Each line with the word "clicks" must appear in the answer, copied from the records.

RECORDED DATA:
- Opening Delimiter -

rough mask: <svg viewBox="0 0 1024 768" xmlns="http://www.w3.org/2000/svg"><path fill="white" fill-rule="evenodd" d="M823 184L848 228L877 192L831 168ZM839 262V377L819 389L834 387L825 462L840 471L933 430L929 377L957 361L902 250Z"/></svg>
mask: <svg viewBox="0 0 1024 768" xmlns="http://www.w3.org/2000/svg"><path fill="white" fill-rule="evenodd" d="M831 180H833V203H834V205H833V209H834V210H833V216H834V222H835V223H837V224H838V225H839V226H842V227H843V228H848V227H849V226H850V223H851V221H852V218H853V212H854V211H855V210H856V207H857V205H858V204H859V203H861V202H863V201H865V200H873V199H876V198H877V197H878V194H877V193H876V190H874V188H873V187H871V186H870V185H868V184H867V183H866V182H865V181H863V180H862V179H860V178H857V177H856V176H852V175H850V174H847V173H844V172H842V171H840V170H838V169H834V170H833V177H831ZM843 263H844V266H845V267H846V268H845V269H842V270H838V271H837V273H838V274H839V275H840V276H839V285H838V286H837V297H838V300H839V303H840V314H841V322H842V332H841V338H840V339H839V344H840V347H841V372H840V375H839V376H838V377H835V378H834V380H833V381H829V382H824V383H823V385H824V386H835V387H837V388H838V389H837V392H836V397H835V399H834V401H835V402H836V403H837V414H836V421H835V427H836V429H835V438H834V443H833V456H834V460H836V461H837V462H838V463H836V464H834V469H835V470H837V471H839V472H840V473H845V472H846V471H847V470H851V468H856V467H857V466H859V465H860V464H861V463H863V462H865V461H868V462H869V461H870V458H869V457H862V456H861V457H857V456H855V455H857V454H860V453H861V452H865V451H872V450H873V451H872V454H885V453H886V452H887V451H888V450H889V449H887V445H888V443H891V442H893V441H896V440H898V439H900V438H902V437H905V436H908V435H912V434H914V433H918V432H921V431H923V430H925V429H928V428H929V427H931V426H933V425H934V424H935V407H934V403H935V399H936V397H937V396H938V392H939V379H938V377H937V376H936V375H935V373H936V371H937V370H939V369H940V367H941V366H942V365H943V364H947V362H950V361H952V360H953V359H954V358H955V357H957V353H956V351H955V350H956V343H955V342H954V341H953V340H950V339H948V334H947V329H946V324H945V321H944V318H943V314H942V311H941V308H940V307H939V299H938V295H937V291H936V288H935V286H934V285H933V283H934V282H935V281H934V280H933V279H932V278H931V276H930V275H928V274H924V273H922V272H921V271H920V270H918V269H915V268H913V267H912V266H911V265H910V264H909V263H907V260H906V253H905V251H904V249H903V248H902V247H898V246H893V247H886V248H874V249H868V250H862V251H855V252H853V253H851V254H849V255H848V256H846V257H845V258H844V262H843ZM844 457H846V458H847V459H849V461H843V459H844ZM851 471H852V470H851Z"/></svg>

- Closing Delimiter -
- Opening Delimiter -

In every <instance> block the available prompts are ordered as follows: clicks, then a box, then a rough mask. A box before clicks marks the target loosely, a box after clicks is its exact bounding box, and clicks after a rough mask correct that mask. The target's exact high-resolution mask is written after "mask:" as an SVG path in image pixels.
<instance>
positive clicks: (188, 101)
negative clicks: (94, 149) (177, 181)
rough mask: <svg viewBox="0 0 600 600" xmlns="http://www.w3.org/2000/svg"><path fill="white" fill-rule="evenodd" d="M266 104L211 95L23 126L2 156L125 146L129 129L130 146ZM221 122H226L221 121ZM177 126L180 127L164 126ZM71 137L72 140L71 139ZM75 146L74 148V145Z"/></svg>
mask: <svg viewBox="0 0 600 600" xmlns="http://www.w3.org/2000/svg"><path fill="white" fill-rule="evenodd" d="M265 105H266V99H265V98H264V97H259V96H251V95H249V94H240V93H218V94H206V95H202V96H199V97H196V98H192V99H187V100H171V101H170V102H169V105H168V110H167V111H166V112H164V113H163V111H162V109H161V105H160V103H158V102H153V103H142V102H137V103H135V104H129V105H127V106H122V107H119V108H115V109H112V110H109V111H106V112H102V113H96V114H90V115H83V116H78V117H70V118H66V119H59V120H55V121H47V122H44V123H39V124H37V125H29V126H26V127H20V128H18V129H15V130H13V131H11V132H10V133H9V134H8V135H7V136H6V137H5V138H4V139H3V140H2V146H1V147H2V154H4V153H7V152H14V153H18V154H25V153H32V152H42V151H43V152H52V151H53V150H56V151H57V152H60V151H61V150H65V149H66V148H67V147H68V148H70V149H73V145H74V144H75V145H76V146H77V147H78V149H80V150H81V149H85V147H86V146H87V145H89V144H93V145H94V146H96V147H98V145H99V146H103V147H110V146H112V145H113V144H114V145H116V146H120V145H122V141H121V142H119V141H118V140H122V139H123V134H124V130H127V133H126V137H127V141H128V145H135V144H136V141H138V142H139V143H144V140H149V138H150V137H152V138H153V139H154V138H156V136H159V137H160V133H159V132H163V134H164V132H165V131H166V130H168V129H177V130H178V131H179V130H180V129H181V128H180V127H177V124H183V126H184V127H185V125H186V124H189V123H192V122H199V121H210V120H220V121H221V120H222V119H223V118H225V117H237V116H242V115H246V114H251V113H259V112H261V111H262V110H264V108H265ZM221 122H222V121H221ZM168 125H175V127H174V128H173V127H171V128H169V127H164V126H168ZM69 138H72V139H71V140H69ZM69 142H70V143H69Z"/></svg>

- Closing Delimiter -

EXERCISE SOLUTION:
In every <instance> block the available prompts are ordered as follows: clicks, then a box, then a rough mask. A box before clicks marks the target loosely, a box after clicks is its exact bounding box, and clicks after a rough mask correct that mask. The target's exact high-resolution mask is written after "mask:" as an SVG path in image pixels.
positive clicks: (188, 101)
negative clicks: (94, 149) (177, 181)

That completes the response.